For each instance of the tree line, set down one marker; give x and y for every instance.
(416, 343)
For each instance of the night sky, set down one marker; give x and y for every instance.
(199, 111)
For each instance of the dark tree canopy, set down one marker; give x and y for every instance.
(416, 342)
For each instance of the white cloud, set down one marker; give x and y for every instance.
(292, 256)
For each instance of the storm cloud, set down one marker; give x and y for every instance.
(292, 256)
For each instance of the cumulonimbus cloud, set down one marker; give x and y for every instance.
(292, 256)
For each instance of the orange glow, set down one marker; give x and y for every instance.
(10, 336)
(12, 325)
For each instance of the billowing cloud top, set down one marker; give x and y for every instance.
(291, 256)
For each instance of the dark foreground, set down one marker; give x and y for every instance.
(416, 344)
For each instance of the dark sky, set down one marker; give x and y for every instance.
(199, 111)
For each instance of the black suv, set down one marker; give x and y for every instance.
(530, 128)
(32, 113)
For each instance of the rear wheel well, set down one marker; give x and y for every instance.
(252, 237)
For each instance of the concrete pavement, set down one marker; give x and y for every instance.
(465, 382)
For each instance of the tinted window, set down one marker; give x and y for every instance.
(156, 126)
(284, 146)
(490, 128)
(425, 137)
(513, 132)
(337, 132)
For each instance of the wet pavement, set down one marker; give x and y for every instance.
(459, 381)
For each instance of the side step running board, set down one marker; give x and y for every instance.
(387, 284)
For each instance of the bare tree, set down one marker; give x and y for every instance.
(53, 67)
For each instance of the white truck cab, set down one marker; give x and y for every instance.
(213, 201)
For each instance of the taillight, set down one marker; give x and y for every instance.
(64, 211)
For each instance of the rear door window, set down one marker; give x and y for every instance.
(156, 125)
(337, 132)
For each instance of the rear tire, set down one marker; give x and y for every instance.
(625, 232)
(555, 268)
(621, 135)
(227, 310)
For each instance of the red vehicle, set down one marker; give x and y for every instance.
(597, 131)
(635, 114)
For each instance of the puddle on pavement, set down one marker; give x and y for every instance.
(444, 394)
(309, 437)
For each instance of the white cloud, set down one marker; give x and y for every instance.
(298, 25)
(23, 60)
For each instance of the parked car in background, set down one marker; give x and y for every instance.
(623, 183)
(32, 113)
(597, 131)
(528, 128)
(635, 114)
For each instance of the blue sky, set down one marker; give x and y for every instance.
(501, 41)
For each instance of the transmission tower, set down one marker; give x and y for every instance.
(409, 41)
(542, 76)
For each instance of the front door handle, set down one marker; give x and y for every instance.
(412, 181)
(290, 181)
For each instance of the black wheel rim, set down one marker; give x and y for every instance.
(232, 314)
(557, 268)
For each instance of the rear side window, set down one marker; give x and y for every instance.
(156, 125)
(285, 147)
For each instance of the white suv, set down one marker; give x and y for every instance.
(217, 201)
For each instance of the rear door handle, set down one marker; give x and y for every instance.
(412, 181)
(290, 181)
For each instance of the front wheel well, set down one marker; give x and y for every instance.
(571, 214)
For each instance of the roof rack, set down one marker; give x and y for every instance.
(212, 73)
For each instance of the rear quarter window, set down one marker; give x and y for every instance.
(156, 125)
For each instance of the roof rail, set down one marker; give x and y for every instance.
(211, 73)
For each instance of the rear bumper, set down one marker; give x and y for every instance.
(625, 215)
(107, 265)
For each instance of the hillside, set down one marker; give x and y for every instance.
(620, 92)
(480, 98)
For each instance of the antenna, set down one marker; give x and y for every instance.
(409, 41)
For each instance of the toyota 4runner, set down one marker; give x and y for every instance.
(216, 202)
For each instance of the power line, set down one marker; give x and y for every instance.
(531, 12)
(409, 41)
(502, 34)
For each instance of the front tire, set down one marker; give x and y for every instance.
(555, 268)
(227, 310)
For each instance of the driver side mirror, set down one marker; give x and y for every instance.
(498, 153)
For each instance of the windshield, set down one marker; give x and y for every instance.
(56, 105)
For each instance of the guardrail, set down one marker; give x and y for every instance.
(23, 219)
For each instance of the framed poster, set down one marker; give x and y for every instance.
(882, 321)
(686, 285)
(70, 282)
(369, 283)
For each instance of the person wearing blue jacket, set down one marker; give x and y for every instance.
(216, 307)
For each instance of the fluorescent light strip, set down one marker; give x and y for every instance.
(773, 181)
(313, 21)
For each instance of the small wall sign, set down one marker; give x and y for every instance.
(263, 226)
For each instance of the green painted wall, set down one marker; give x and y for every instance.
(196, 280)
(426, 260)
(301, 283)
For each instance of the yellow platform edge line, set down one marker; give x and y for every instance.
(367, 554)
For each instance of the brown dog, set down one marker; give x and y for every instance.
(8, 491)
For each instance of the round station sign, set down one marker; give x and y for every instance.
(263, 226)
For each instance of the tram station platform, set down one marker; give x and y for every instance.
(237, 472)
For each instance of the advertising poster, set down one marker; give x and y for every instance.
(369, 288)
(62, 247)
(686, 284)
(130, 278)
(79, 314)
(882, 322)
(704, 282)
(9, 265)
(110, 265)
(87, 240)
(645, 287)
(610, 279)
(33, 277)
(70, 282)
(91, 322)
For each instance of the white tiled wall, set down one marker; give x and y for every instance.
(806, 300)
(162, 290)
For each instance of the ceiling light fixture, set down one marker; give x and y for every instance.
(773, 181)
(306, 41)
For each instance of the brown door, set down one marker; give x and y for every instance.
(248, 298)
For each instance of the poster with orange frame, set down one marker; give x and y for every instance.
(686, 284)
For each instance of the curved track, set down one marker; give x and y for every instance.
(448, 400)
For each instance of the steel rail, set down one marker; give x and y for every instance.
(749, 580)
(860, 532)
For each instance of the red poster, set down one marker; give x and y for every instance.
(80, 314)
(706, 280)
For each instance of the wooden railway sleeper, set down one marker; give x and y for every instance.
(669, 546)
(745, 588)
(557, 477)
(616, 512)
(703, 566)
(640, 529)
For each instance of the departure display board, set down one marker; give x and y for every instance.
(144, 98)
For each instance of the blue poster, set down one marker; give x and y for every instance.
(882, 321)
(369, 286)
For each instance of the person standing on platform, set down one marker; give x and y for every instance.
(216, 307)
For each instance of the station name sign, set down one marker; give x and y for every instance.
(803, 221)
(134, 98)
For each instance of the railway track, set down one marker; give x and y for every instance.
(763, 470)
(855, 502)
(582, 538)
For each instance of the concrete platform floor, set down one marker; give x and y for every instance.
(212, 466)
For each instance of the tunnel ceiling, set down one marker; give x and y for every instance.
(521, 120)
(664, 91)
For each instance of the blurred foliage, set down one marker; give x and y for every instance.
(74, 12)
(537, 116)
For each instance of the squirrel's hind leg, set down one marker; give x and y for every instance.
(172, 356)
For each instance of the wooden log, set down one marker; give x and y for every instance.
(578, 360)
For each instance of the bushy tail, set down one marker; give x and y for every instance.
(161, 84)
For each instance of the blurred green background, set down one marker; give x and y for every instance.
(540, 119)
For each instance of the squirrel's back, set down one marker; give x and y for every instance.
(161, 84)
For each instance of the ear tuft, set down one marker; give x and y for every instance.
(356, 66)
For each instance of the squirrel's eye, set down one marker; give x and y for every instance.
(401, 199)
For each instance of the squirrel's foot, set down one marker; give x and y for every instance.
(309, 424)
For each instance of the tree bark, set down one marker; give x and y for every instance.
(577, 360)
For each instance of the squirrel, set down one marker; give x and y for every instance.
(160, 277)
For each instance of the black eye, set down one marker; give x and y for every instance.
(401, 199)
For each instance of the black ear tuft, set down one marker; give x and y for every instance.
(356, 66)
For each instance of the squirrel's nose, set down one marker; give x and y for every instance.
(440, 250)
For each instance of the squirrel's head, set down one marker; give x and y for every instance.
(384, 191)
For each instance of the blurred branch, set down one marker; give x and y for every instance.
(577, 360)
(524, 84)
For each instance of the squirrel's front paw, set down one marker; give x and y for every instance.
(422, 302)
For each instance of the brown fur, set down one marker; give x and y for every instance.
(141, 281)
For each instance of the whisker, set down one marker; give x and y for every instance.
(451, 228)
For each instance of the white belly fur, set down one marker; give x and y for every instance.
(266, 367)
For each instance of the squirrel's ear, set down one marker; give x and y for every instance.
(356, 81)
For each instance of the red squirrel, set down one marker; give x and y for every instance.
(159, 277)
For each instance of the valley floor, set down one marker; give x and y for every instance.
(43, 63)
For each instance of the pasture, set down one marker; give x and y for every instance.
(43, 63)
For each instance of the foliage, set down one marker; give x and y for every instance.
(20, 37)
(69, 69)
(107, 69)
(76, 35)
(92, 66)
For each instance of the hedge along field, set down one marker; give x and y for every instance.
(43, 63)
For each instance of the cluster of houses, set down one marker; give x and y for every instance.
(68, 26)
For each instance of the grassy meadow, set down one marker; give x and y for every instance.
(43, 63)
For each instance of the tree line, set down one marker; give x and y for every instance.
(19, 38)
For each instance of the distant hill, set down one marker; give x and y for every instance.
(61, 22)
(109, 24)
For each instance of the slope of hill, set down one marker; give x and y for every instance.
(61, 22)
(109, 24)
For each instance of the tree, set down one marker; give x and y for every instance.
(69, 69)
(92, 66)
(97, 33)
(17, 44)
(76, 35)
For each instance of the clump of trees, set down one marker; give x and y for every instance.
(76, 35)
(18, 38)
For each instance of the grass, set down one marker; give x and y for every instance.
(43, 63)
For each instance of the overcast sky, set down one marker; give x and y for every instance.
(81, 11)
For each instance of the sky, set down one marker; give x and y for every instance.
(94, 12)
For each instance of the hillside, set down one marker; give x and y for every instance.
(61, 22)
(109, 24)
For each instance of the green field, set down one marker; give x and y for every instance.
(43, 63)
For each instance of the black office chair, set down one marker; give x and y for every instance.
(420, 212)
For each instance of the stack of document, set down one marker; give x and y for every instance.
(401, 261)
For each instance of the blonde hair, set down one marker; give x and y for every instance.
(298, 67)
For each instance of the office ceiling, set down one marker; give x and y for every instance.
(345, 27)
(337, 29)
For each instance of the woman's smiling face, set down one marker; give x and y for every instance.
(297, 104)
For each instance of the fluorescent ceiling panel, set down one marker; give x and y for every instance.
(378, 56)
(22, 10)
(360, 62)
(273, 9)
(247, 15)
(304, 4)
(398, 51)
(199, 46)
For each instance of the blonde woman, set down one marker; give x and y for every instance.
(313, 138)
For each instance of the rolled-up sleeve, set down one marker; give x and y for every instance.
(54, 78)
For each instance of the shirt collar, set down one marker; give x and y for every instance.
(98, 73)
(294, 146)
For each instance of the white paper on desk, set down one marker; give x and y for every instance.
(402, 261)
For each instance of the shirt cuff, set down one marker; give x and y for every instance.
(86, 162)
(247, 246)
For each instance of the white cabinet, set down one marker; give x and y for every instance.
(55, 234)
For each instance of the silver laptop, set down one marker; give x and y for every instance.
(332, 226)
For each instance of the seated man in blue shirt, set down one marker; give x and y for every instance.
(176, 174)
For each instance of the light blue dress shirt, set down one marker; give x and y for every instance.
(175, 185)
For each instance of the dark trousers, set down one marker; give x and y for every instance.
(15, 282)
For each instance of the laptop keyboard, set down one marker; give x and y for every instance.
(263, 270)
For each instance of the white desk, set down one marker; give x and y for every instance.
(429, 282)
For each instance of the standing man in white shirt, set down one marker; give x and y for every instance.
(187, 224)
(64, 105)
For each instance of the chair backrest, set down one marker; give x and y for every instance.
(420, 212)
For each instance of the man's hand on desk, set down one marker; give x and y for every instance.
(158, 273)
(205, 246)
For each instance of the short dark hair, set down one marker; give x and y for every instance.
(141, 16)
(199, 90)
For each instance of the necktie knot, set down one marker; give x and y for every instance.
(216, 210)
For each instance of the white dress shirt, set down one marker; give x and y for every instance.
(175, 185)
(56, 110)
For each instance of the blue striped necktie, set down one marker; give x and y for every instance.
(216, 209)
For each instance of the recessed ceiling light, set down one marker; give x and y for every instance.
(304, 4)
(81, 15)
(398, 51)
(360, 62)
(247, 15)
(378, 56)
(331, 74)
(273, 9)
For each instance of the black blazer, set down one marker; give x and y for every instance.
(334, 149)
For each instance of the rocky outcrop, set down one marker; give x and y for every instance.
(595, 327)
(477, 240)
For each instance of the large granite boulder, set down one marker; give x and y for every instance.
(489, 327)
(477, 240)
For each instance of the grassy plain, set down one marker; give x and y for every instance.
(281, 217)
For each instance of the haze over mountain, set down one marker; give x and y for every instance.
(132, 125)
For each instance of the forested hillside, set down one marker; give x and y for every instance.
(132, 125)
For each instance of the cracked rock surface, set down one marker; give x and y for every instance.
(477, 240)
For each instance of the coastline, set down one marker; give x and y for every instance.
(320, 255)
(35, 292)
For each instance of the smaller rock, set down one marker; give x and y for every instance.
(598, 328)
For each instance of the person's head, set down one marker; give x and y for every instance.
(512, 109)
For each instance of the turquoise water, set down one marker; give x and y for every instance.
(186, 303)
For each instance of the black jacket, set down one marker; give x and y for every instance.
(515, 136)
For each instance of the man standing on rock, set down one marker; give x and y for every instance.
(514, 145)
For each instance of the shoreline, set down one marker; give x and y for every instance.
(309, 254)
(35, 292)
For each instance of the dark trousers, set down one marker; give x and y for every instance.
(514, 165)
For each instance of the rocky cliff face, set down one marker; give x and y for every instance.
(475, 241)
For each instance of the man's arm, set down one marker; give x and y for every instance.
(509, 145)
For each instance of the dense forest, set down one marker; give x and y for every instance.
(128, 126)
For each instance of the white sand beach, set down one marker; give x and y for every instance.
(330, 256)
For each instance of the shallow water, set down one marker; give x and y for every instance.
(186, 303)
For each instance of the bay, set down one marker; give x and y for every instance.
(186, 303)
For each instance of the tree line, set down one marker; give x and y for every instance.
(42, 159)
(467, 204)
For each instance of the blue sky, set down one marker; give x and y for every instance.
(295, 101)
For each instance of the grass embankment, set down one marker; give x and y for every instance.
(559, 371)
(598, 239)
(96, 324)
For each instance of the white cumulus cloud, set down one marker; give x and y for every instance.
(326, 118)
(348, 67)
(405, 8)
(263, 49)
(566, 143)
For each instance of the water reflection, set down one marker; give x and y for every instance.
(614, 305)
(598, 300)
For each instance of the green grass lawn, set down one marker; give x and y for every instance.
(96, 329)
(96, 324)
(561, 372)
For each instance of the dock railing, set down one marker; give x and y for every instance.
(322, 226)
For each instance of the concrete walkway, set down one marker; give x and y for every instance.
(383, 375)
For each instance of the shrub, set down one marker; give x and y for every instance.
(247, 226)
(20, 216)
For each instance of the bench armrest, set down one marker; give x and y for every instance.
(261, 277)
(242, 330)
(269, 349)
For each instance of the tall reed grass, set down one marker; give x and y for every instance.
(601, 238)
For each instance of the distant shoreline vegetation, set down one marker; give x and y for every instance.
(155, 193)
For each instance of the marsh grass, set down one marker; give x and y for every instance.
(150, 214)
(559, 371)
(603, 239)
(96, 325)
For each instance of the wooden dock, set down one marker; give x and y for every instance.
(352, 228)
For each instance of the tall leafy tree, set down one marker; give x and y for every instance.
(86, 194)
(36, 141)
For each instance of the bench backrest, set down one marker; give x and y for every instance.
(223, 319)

════════════════

## [EXERCISE DESCRIPTION]
Exactly reproduce the lines that run from the line with "For each instance of the tall reed" through the last line of the records, inclusive.

## [THE REPLY]
For each instance of the tall reed grass, set down one marker; give x and y for every instance.
(601, 238)
For each instance of the distant shoreline vegetation, set down one marker; give x and y for every instance.
(155, 193)
For each instance of the marsh grass, set down one marker; give x and y for every instance.
(150, 214)
(559, 371)
(603, 239)
(96, 325)
For each instance of the wooden dock, set down one marker; give x and y for every instance.
(352, 228)
For each instance of the tall leafy tree, set down one marker; give x and y for every instance.
(86, 194)
(36, 141)
For each instance of the bench backrest, set down one marker; give x and y for every instance.
(223, 319)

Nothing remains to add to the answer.